## Exercise
Extract each line of the material below that contains the string "face". Case counts.

## Given records
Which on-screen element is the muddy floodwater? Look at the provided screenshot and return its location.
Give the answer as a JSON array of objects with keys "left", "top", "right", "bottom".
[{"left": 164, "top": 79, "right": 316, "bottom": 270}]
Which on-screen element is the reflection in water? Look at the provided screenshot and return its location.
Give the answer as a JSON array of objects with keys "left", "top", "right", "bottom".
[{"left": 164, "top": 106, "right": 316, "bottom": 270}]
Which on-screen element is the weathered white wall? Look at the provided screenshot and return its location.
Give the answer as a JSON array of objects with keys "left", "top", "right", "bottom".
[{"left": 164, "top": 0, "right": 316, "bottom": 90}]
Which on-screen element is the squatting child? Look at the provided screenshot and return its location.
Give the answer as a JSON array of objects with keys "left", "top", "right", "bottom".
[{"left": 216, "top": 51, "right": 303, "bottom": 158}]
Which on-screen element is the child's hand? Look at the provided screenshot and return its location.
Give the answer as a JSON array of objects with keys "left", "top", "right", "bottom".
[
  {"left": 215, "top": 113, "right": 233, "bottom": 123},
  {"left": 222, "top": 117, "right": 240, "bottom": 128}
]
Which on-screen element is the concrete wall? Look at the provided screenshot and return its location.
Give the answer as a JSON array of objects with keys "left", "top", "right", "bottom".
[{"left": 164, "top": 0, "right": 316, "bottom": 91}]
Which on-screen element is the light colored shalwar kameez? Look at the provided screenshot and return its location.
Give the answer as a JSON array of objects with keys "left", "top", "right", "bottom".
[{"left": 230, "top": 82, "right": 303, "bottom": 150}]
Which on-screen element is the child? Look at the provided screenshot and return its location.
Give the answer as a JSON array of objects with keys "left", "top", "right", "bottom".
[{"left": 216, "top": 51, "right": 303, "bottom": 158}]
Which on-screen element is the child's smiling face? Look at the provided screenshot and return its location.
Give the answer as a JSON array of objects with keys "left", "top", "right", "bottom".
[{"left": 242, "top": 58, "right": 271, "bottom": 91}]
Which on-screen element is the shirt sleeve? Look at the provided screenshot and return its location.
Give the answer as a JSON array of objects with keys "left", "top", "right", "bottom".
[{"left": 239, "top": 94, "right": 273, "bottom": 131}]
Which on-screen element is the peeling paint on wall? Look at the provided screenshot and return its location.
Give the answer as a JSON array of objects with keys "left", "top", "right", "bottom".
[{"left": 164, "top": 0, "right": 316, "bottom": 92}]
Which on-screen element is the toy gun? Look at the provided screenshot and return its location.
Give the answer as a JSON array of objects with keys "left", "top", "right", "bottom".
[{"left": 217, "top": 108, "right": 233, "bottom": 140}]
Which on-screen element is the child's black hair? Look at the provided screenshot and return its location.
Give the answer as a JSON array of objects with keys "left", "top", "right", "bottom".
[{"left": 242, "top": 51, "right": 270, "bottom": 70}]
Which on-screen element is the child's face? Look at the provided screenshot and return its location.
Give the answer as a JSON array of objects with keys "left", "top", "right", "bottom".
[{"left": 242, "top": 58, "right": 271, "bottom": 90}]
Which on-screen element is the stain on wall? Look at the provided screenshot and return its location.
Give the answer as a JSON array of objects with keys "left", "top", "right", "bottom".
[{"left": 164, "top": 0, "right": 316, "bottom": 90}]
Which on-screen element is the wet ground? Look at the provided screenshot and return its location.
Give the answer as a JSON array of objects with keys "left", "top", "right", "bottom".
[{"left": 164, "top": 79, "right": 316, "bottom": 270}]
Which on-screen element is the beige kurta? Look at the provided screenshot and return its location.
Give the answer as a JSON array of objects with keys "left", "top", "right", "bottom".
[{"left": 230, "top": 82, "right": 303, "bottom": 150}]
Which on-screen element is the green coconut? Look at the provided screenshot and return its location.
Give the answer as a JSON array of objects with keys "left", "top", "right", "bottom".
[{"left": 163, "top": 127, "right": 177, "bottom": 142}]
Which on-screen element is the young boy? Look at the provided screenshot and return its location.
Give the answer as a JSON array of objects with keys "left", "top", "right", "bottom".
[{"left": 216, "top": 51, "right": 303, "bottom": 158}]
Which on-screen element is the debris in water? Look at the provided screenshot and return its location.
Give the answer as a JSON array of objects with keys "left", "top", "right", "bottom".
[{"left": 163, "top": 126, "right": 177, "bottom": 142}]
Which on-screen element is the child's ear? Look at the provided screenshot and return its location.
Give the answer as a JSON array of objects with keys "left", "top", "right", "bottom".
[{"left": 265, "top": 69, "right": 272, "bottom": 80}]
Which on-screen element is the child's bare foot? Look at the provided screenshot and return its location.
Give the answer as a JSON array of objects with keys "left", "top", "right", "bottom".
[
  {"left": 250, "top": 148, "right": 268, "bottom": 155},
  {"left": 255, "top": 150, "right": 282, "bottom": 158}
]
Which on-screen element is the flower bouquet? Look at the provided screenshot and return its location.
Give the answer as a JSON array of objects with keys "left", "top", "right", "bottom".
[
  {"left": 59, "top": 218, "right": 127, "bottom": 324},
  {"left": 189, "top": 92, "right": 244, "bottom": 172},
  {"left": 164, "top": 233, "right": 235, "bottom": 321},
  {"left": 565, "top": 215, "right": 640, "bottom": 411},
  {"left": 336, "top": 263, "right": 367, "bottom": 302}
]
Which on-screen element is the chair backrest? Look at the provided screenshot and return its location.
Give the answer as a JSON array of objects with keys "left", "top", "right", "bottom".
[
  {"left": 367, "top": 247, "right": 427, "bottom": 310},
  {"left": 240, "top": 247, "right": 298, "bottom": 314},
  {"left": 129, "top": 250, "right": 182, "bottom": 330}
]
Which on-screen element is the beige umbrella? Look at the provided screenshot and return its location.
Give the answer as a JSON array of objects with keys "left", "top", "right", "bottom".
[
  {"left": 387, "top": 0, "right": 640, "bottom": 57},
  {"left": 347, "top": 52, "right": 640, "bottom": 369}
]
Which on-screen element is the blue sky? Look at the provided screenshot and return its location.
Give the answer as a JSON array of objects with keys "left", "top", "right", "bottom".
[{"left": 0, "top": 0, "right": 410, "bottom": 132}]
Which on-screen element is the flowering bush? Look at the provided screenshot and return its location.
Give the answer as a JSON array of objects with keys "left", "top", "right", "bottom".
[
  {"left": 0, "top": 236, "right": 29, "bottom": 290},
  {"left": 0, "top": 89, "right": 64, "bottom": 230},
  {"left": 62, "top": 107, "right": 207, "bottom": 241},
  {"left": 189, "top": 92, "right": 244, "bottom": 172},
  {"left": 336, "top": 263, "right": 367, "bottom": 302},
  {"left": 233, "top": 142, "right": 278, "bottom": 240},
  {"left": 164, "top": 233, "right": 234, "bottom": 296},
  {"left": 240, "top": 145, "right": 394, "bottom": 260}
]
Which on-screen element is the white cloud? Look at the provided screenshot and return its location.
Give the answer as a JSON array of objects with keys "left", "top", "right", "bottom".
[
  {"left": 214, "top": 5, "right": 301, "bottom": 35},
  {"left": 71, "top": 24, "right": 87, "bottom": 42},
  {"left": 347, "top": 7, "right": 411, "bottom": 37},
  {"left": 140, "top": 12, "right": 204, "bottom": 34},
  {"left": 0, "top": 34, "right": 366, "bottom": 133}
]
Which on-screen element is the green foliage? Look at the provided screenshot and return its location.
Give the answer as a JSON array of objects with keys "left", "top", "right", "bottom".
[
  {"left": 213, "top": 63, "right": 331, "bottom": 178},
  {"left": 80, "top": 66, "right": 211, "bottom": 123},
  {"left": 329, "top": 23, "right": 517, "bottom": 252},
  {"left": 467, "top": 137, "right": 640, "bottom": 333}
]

## Solved exercise
Which on-screen element is the child's smiling face? Look at the provided screenshot and return its location.
Which on-screen element is the child's face? Look at the provided screenshot and return its location.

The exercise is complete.